Dataset records:

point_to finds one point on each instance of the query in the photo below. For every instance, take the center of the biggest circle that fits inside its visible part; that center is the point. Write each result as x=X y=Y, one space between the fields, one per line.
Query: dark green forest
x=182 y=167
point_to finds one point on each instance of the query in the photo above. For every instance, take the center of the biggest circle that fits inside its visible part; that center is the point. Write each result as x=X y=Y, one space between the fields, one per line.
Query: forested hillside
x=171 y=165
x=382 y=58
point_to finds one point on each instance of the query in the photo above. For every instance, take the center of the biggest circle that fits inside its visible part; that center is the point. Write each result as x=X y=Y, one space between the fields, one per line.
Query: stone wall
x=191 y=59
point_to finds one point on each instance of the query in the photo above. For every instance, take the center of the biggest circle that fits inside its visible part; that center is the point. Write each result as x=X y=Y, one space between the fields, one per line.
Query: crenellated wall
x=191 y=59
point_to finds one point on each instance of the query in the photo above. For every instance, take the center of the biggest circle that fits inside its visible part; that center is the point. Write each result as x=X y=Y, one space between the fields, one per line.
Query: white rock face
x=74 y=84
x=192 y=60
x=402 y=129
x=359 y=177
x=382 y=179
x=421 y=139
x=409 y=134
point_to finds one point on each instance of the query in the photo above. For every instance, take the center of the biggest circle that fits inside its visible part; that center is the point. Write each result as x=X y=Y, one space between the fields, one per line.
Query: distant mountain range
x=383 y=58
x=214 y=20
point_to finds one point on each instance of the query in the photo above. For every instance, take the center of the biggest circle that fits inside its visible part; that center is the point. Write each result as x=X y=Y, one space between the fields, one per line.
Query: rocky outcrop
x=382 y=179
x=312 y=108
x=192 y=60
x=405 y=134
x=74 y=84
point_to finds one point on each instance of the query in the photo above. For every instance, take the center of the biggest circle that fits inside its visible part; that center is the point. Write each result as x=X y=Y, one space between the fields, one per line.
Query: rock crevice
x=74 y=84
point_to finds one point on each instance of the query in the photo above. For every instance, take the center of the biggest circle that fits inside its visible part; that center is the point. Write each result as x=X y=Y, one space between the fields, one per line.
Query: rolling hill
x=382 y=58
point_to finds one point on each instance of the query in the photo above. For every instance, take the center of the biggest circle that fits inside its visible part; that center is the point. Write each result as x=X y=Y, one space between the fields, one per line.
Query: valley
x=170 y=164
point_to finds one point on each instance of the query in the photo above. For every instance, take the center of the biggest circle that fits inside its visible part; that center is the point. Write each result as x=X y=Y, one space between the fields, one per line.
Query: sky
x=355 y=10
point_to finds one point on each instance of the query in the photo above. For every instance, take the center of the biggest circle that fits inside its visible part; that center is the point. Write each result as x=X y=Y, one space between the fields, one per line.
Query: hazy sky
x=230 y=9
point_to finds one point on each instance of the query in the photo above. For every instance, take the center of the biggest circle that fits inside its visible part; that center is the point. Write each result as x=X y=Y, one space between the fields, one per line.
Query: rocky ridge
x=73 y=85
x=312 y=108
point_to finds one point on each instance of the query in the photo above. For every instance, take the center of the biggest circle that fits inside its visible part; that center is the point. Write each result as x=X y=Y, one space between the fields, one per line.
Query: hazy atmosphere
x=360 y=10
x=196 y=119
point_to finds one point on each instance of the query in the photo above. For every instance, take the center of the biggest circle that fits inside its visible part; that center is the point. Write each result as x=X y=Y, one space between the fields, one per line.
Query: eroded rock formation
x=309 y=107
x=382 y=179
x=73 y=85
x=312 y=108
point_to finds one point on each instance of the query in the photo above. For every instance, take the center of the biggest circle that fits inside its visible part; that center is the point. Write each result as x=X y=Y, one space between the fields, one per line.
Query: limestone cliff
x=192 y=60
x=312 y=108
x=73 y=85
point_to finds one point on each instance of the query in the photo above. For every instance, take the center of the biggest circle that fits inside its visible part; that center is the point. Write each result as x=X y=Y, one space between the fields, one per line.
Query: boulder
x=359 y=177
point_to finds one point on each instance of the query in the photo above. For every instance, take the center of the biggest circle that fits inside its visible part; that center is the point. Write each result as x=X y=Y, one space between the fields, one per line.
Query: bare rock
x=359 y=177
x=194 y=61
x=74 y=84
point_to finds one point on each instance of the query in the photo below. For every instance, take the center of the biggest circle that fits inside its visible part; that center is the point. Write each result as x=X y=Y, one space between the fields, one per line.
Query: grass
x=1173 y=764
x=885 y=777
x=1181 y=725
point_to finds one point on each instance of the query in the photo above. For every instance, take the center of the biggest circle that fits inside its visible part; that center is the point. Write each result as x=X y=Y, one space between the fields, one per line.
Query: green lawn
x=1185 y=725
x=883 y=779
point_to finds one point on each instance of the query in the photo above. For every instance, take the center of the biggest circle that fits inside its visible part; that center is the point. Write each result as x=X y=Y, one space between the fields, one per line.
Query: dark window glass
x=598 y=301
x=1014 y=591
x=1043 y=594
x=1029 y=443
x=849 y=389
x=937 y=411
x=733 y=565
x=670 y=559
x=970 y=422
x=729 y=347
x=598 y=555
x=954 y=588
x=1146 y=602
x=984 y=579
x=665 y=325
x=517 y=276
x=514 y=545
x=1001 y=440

§ **What you need to do**: Please reproduce all of the entries exactly as they stand.

§ **Written reply**:
point_to finds one point on each instance of the query in the photo below. For every instance, take the center of the biggest circle that fits inside its visible part; that center is the point. Write each result as x=X y=Y, one space between the fields, one per line.
Query: dark green forest
x=182 y=167
point_to finds one point on each instance of the query in the photo above. For every instance, take the center of the biggest circle that fits inside its visible part; that center is the point. Write each result as x=X y=Y, one space between the fields, one per line.
Query: forested hillside
x=171 y=165
x=382 y=58
point_to finds one point on each instance of the query in the photo above. For every instance, take the center of the biggest circle that fits inside its visible part; that center is the point. Write each result as x=X y=Y, one space between the fields, one per line.
Query: stone wall
x=191 y=59
point_to finds one point on each instance of the query in the photo above. For every instance, take the center of the biggest circle that fits inside its visible part; that center is the point. Write each result as x=X y=Y, one space between the fields, one per line.
Query: crenellated wall
x=191 y=59
point_to finds one point on each instance of the query in the photo above. For every instance, take the center of the biggest circle that fits inside its visible part; that center is the point. Write each result as x=X y=Y, one space between the fields, one per line.
Query: white rock face
x=74 y=84
x=192 y=60
x=402 y=129
x=359 y=177
x=382 y=179
x=421 y=139
x=409 y=134
point_to finds one point on each instance of the query in the photo above. For every instance, take the center of the biggest circle that fits inside its visible part; that center is the point. Write each result as x=X y=Y, one space between the fields, one per line.
Query: distant mountain range
x=383 y=58
x=214 y=20
point_to finds one point on each instance of the query in the photo above. For every instance, take the center of the biggest circle that fits inside its visible part; that center is the point. Write each result as x=X y=Y, one space between the fields, one per line.
Query: rocky outcrop
x=382 y=179
x=312 y=108
x=192 y=60
x=405 y=134
x=74 y=84
point_to finds one point on each instance of the query in the photo above. For every instance, take the center of the biggest circle that fits inside its visible part; that center is the point. Write each result as x=X y=Y, one space between the fields, one per line.
Query: rock crevice
x=74 y=84
point_to finds one point on each instance of the query in the photo above. For every instance, take the center of the biggest circle that fits inside its visible part; that center is the point. Write each result as x=X y=Y, one space between the fields, one per line.
Query: rolling hill
x=382 y=58
point_to finds one point on each instance of the query in the photo above. For every instance, take the center of the biggest circle that fits inside its visible part; that center is the point. Write each result as x=X y=Y, one space between the fields, one per line.
Query: valley
x=170 y=164
point_to finds one point on each instance of the query in the photo above. For every instance, take the center of the biggest circle that fits inside its visible part; that center is the point. Write each result as x=X y=Y, one space between the fields, one per line.
Query: sky
x=355 y=10
point_to finds one point on each instance of the query in the photo above. For every instance, take the center of the biggest circle that fits inside its visible part; that center is the point. Write each result as x=X y=Y, one space between the fields, one per line.
Query: hazy sky
x=230 y=9
point_to finds one point on each instance of the query in the photo above. For every instance, take the center of the biggest circle that fits inside its visible part; that center is the point. Write each result as x=X y=Y, one space between the fields, one per line.
Query: rocky ridge
x=73 y=85
x=312 y=108
point_to finds one point on each instance of the query in the photo above. For every instance, take the center of the biggest circle that fits inside its visible part; that center is the point. Write each result as x=X y=Y, one space between the fields, one per line.
Query: hazy atmosphere
x=360 y=10
x=196 y=119
point_to finds one point on each instance of the query in the photo above. For every instance, take the center of the biggest circle that fits inside its visible part; that center is the point. Write each result as x=X y=Y, one space between the fields, one per line.
Query: eroded rock formation
x=309 y=107
x=382 y=179
x=73 y=85
x=312 y=108
point_to finds one point on each instance of the query in the photo above. For every instance, take the center of the biggest circle that fits inside its visible part; that center is the point. Write each result as x=X y=Y, one space between the fields, one per line.
Query: limestone cliff
x=192 y=60
x=312 y=108
x=73 y=85
point_to finds one point on each instance of the query in the photo above. For every instance, take the center of the biggest circle that fits inside its visible part; that center is the point. Write each result as x=X y=Y, one space between the fields, one per line.
Query: boulder
x=359 y=177
point_to finds one point on each instance of the query in the photo above. For every instance, take the center of the biggest circle that fits inside its visible part; that center is the point. Write each result as x=X y=Y, one space between the fields, one per line.
Query: bare rock
x=359 y=177
x=194 y=61
x=74 y=84
point_to finds one point on each instance of the query in the photo below. For every instance, take the center of the biggest circle that fits inside its visible part; that center is the point. Write each result as x=X y=Y, one space between the fields, one per line.
Query: grass
x=1173 y=764
x=885 y=777
x=1181 y=725
point_to finds one point on each instance of the query in the photo above. For every instance, take the center of the biggest circle that fits inside its visible part; that center is the point. Write each result as x=X y=Y, one space between the fields, one per line.
Query: green lawn
x=1185 y=725
x=883 y=779
point_to finds one point on each instance of the query in the photo above. For every instance, take the center of the biggest circle that fits inside its visible part; that center is the point. Write each result as x=X y=Y, one space between the fields, one per line.
Query: dark window glass
x=598 y=301
x=1014 y=591
x=1043 y=594
x=1029 y=443
x=849 y=389
x=937 y=411
x=733 y=565
x=670 y=559
x=970 y=422
x=729 y=347
x=598 y=555
x=954 y=588
x=1146 y=602
x=984 y=579
x=665 y=325
x=517 y=276
x=514 y=545
x=1001 y=440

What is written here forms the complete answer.